#### AIM OF THE EXERCISE
Please repeat each line of the data exactly, with nothing left out.

(Stored data)
******************************

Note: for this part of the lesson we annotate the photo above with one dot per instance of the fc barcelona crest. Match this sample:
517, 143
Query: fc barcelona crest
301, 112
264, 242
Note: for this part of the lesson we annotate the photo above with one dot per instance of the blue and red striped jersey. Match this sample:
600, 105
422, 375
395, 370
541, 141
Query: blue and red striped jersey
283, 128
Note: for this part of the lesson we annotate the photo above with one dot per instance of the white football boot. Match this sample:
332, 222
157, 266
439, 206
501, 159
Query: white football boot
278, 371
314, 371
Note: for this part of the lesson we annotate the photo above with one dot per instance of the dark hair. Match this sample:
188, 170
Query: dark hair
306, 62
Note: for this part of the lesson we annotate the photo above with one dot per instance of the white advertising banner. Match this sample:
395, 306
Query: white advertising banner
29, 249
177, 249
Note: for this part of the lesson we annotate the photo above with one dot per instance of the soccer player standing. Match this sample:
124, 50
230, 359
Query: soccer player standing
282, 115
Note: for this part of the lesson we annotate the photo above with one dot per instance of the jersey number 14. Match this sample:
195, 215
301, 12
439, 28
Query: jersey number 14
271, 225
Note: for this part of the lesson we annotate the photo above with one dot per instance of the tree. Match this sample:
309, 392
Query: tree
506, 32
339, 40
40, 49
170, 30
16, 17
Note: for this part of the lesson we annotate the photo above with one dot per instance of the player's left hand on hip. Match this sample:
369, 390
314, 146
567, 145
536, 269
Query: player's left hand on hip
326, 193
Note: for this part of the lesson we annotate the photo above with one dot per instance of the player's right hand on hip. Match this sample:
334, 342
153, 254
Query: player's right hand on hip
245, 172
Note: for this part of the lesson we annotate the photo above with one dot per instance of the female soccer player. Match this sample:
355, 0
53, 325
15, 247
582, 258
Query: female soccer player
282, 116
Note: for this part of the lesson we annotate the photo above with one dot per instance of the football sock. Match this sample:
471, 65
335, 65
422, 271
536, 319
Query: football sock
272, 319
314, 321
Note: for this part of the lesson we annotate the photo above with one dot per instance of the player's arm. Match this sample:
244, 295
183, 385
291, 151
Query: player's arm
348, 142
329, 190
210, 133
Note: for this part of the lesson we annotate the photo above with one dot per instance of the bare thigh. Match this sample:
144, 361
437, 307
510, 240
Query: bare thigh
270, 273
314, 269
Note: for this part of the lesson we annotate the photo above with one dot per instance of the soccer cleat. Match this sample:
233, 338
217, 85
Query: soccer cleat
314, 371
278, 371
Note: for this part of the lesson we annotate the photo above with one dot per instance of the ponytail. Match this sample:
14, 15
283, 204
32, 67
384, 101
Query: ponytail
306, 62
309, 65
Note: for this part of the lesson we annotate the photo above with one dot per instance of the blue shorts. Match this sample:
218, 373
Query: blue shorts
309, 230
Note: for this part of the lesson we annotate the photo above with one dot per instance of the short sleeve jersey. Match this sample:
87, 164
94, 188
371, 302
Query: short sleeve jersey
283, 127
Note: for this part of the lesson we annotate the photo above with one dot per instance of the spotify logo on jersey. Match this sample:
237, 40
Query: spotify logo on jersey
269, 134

******************************

#### PROBLEM SOLUTION
Note: for this part of the lesson we annotate the photo above with one dot per instance of the fc barcelona crest. Match this sample:
517, 143
Query: fc barcelona crest
301, 112
264, 242
Note: for this part of the lesson we annotate the photo above with one dot per instance of the blue and red striped jersey. Match this sample:
600, 105
422, 375
395, 370
541, 141
Query: blue and red striped jersey
283, 128
Note: for this part of the lesson we annotate the photo above with one dot per instance of the white football boot. Match this sample:
332, 222
157, 266
439, 206
501, 159
Query: white football boot
278, 371
314, 371
Note: for this part of the lesson we annotate the photo above with one dot per instance of the dark hair. Match this sample:
188, 170
Query: dark hair
306, 62
Note: for this part of the lesson we annotate the photo above with one dot per instance of the white advertising banner. Match this sample:
395, 306
Query: white advertising banner
29, 249
177, 249
Note: for this part of the lesson we annotate the photo above with one dot per instance of the soccer player standing. Match this sample:
124, 50
230, 359
Query: soccer player standing
282, 115
Note: for this part of the lesson we annotate the photo above with one dot per instance of the jersey number 14. Match this sample:
195, 215
301, 12
439, 28
Query: jersey number 14
271, 225
Note: for this part of the lesson we annotate the photo above with one dot per instance of the tree. Match this sample:
309, 392
Query: tree
506, 32
339, 40
40, 49
170, 30
16, 17
Note: for this part of the lesson we annotate the photo above with one dot per instance of the player's left hand on hip. Match this sample:
369, 390
314, 146
567, 145
536, 269
Query: player's left hand on hip
326, 193
Note: for this part of the lesson we annotate the photo above with one dot per instance of the player's right hand on hip. Match this sample:
334, 342
153, 254
Query: player's right hand on hip
245, 172
Note: for this part of the lesson we annotate the photo above with one dot per instance of the female soccer player. Match this sample:
355, 0
53, 325
15, 247
582, 258
Query: female soccer player
282, 116
Note: for this part of the lesson we annotate the photo above with one dot per instance of the football sock. Match this sample:
471, 65
335, 65
422, 271
536, 319
Query: football sock
272, 319
314, 321
Note: for this part of the lesson we annotate the photo above with one dot per instance of the player's arm. Match this sample:
244, 295
183, 385
291, 151
Query: player's arm
348, 142
329, 190
210, 133
Note: for this part of the lesson we annotate the photo above with one dot per instance of the bare thigh. Match this sample:
144, 361
437, 307
510, 240
Query: bare thigh
270, 273
314, 269
Note: for this part of the lesson we annotate the photo above with one dot per instance of the soccer cleat. Match this sample:
233, 338
217, 85
Query: soccer cleat
314, 371
278, 371
Note: for this part of the lesson we annotate the photo above with one dot per instance of the ponytail. Match this sample:
14, 15
283, 204
32, 67
384, 101
Query: ponytail
306, 62
309, 65
Note: for this part of the lesson we annotate the photo above with one dot per instance of the blue shorts. Match this sample:
218, 373
Query: blue shorts
309, 230
Note: for this part of the lesson we annotate the photo above with one dot per instance of the short sleeve jersey. Match this sample:
87, 164
94, 188
371, 302
Query: short sleeve jersey
283, 127
Note: for this part of the lesson we annotate the photo above with one dot per instance of the spotify logo on jersey. Match this sample:
237, 40
Query: spotify logo on jersey
269, 134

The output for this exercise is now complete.